*Travail demandé*
1. Résumez le texte retenu en deux phrases.
2. D'après le texte retenu, à quelle échéance est fixée la clause de rendez-vous du projet de LPM ?

*Texte retenu*
━━━━━━━━━━

Dans ce domaine, nous revendiquons pour l'industrie un certain rôle. Je ne parle pas d'externalisation complète, car il est nécessaire que les militaires conservent une capacité à opérer leurs avions partout dans le monde. Mais l'industrie doit être capable de soumettre des offres valables pour des périodes longues – seule condition pour que l'activité soit rentable. Nous avons commencé à le faire avec le Rafale, mais il faudra l'étendre à d'autres types d'avions.
J'ai lu avec attention le compte rendu, dans Le Monde, d'une tribune que vous avez publiée avec d'autres industriels de l'armement à la veille des universités d'été de la défense. Vous y critiquez le comportement des gouvernements précédents, soulignant qu'« aucune mandature n'a vu l'exécution dans sa totalité d'une loi de programmation militaire ». Vous plaidez pour que soit recréée « une relation de confiance qui passera par le respect des engagements pris et par une sincérité budgétaire ». J'en déduis qu'à vos yeux, cette confiance n'est pas suffisamment forte à l'heure actuelle. Pourtant, les lois de programmation militaire comprenaient des clauses de sauvegarde et ont fait l'objet de bilans. Le projet de LPM que nous allons bientôt examiner prévoit d'ailleurs une clause de rendez-vous, fixée fin 2015, afin d'actualiser certaines prévisions critiques et de vérifier la bonne adéquation entre objectifs fixés et réalisations. Cette approche vous semble-t-elle de nature à rétablir la confiance ?

━━━━━━━━━━

Données d'annotation par points
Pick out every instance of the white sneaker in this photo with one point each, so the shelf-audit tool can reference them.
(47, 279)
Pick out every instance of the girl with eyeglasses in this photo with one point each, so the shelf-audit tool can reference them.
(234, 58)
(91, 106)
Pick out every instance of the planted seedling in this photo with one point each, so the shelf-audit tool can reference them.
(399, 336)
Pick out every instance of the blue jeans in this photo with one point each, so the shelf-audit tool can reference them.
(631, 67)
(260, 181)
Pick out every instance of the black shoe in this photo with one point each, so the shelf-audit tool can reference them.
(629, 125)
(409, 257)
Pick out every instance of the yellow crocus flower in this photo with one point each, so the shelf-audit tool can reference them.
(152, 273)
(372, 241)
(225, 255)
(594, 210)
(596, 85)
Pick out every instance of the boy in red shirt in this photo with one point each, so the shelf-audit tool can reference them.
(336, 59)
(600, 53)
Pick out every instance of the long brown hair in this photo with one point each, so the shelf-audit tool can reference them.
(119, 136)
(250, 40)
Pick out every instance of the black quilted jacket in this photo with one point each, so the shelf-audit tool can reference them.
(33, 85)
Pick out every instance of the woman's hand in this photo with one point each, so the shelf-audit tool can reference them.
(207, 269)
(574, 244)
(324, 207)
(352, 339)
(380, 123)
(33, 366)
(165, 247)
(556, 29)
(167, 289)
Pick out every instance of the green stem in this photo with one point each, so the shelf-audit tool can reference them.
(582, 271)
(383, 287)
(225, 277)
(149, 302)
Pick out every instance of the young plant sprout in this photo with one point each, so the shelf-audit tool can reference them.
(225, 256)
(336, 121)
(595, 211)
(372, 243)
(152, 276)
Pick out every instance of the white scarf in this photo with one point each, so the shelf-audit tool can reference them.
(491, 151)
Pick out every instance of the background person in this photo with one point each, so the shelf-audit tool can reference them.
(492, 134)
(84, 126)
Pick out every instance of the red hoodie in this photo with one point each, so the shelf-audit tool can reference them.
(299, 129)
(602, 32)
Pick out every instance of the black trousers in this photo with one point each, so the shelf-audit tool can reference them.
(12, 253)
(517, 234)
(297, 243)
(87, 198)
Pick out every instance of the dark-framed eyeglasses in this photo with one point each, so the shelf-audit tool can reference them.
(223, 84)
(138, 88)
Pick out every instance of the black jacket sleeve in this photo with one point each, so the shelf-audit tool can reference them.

━━━━━━━━━━

*Les corrigés*
1. Le premier paragraphe réclame pour l'industrie un certain rôle, sans externalisation complète puisque les militaires doivent pouvoir opérer leurs avions partout dans le monde, et demande que l'industrie puisse faire des offres sur de longues périodes, comme elle a commencé à le faire avec le Rafale. Le second évoque une tribune d'industriels de l'armement qui critique l'exécution incomplète des lois de programmation militaire et appelle à une relation de confiance, puis demande si la clause de rendez-vous de fin 2015 prévue par le projet de LPM peut rétablir cette confiance.

2. Fin 2015.